• [Текст для чтения]
━━━

Эмиль Гилельс. За гранью мифа
Шрифт:
Что же получается: в конце декабря еще «все в порядке», и тут же — чуть ли не катастрофа?! Не слишком ли мал срок для такого «превращения»? Как такое могло быть?
Этим вопросом не задался никто.
Сказанное критиками 30-х годов долго — не одно десятилетие! — сопровождало Гилельса, создавая ему определенную репутацию, которую заботливо оберегали, не без удовольствия преумножали…
Годы шли; и понемногу стало выясняться, что нападки не имеют под собой никакой почвы — к настоящему времени они уже, говоря словами Цветаевой, «давно разоблаченная морока». Критика ошибалась — вот лейтмотив позднейших высказываний; а на дворе уже стояли 80-е годы. Неспроста в предисловии к книге Баренбойма о Гилельсе прямо говорится: «Былое и не всегда верное, а то и предвзятое о нем представление обернулось правдой годов 80-х». Поздновато, конечно…
Но еще в 1946 году Г. Хубов как бы покаялся, высказавшись со всей определенностью:
Значительно позже — Я. Флиер: «Неоднократно возвращаюсь к такой мысли: насколько же глухи и недальновидны оказались некоторые критики и биографы Гилельса, воспринявшие его только как фантастического виртуоза, „просмотревшие“ (а вернее, „прослушавшие“) в нем еще и потрясающего музыканта!» И еще: «В своем искусстве Эмиль Григорьевич никогда не шел и не идет на поводу у публики или не всегда объективной музыкантской критики. Он никогда не изменяет своим принципам и идеалам». Наконец, Л. Баренбойм: «…Критические удары расточались по недомыслию, по непростительному недомыслию… Здесь, будем откровенны, сказался то ли столичный снобизм, то ли столичная претенциозность». Нет, сказалось совсем другое…
Как мы видим, словами посрамлены, наконец, летевшие мимо цели, неправедные слова. Но, как водится, «отмена» вздорной критики не имеет той силы, с которой воздействует сама эта критика, будь она трижды несправедливой. Так уж устроен человек. Марк Алданов был убежден: «Людей волнуют не сами дела, а сопровождающие их сплетни». То, что творилось вокруг Гилельса, можно смело обозначить именно этим словом. Слушать его нет даже особой надобности — и так ясно: примат техники над содержанием, недостаточная культура, нехватка высокой духовности. Все это усваивалось людьми почти без «сопротивления» — имело хождение среди музыкантов и околомузыкальной публики, носилось в воздухе. «Дурные слова повторяют не задумываясь», — как установил Стефан Цвейг.

━━━

Записи с разметкой координат
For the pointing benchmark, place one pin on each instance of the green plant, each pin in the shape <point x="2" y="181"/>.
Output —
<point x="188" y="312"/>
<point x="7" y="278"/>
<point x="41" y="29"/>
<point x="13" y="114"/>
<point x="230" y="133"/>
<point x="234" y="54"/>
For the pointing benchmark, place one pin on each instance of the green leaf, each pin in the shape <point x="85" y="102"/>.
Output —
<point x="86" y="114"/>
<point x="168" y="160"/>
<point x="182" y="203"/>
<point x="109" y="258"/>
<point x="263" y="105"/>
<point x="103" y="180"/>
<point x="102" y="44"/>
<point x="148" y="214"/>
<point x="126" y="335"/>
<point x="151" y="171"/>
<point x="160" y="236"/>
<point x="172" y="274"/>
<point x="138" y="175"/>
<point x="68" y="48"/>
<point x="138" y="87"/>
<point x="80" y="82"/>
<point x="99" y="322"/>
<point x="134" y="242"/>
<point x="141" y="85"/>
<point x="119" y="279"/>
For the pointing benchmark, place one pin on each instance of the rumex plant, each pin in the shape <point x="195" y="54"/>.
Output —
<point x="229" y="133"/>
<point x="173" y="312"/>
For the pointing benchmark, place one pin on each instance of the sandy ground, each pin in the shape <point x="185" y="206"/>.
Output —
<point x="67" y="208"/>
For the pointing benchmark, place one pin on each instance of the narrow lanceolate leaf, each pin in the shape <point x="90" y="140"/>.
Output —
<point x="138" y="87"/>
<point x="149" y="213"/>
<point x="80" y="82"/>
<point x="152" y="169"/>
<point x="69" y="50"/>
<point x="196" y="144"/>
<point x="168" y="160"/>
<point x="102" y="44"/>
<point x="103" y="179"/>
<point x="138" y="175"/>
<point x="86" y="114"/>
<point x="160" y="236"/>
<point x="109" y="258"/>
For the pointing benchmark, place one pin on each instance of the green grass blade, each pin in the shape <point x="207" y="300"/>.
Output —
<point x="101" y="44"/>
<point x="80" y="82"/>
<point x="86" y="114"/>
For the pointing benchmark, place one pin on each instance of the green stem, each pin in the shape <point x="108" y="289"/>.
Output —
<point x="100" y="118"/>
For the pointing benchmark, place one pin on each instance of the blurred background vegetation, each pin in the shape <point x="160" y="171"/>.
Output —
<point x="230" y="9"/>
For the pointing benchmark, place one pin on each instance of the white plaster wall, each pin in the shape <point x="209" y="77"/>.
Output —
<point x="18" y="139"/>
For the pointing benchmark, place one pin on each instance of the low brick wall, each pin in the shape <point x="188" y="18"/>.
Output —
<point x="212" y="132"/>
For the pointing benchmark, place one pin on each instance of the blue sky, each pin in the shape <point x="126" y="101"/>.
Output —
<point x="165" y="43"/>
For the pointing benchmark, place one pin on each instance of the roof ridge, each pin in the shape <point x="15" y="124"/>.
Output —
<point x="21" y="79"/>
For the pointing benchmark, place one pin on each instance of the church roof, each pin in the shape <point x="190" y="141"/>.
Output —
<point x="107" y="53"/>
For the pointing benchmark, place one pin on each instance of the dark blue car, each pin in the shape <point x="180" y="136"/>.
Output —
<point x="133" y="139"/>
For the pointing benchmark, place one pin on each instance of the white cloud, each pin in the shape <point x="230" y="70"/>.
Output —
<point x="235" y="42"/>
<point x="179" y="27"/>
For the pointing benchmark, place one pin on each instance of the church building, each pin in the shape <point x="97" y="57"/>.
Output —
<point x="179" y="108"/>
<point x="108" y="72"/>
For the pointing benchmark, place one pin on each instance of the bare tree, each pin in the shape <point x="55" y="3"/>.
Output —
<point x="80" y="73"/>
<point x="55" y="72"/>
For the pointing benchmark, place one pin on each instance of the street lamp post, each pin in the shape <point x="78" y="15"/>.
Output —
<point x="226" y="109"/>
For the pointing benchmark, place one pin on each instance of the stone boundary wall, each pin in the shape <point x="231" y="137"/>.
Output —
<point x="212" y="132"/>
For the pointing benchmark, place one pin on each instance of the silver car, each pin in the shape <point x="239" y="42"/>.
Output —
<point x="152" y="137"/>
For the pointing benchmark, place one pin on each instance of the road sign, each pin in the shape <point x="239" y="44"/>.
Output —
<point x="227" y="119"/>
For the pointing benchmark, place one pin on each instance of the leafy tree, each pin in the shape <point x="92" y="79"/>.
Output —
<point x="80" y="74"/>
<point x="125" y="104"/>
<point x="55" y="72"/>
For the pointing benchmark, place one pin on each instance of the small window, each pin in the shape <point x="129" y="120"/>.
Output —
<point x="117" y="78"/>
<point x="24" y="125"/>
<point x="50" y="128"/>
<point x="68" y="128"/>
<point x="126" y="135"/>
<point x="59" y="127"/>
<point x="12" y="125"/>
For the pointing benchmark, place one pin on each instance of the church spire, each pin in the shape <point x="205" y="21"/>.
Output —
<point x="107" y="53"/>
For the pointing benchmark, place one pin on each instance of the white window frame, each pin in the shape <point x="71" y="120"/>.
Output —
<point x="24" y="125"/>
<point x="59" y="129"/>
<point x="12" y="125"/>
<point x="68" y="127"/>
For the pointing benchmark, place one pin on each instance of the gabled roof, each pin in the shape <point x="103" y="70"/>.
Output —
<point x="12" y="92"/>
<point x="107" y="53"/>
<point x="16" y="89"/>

━━━

• [Что требуется]
В отрывке текста об Эмиле Гилельсе от «Эмиль Гилельс. За» до «такое могло быть?» замените «декабря» на «ноября». Приведите этот отрывок целиком.

• [Результат выполнения]
Эмиль Гилельс. За гранью мифа
Шрифт:
Что же получается: в конце ноября еще «все в порядке», и тут же — чуть ли не катастрофа?! Не слишком ли мал срок для такого «превращения»? Как такое могло быть?